(RECORD EXTRACTS)

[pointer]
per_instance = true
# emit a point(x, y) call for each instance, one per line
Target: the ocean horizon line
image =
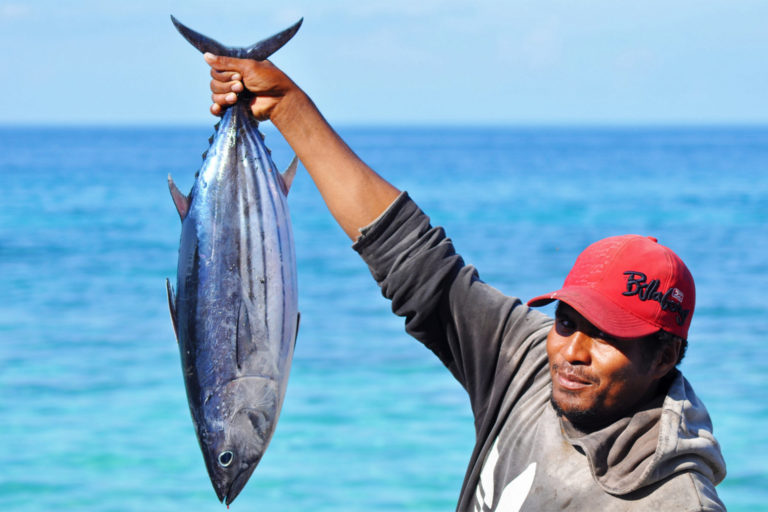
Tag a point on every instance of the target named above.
point(585, 125)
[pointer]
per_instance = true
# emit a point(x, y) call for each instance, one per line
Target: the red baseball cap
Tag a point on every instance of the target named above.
point(629, 286)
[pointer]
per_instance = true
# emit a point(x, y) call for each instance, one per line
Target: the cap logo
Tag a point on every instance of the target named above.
point(638, 285)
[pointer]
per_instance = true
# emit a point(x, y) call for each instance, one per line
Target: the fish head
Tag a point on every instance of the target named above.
point(232, 452)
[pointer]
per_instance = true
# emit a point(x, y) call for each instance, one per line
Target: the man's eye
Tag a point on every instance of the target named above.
point(565, 322)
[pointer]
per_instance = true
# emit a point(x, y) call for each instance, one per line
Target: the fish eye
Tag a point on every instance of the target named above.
point(225, 458)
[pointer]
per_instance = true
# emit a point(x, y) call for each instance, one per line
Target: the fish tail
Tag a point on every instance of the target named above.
point(258, 51)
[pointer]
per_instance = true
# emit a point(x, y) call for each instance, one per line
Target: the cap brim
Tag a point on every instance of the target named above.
point(604, 314)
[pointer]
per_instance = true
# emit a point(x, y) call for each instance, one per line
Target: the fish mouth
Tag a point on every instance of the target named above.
point(237, 485)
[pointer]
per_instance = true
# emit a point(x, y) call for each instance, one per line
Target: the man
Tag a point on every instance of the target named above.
point(586, 413)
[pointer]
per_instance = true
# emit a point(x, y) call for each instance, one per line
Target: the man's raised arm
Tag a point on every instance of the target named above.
point(353, 192)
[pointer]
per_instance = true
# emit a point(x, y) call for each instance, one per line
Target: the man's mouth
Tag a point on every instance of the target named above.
point(571, 379)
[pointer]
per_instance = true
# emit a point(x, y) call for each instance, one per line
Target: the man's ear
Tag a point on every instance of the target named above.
point(666, 358)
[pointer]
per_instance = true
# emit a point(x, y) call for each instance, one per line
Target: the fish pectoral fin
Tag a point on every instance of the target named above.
point(179, 199)
point(172, 307)
point(289, 173)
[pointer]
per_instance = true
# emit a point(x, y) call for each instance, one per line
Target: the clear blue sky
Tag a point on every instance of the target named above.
point(398, 61)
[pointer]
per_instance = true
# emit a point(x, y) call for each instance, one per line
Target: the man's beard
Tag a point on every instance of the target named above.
point(587, 421)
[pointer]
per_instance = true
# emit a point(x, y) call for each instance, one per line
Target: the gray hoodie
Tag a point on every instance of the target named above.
point(664, 457)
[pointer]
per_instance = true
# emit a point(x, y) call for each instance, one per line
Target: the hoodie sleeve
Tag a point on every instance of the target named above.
point(446, 306)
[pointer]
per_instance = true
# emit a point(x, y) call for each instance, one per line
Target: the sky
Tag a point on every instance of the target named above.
point(395, 62)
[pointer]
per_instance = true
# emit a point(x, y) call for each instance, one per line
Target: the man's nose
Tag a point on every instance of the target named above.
point(577, 348)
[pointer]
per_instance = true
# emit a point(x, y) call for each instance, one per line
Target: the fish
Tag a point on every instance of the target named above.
point(235, 307)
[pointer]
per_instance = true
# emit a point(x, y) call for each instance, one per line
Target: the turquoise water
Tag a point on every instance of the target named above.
point(92, 402)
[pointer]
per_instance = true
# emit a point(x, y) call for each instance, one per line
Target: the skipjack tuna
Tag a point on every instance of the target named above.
point(235, 310)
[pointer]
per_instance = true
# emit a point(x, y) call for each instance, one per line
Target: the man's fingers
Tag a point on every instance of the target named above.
point(218, 87)
point(224, 99)
point(225, 76)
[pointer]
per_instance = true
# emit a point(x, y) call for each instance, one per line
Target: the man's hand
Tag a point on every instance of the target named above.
point(354, 193)
point(230, 77)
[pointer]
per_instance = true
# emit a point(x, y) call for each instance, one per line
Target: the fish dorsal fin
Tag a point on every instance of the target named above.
point(298, 321)
point(289, 174)
point(258, 51)
point(179, 199)
point(172, 307)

(End RECORD EXTRACTS)

Return all lines of the material above in which "hoodie" occurs.

Target: the gray hoodie
Target: the hoodie sleeve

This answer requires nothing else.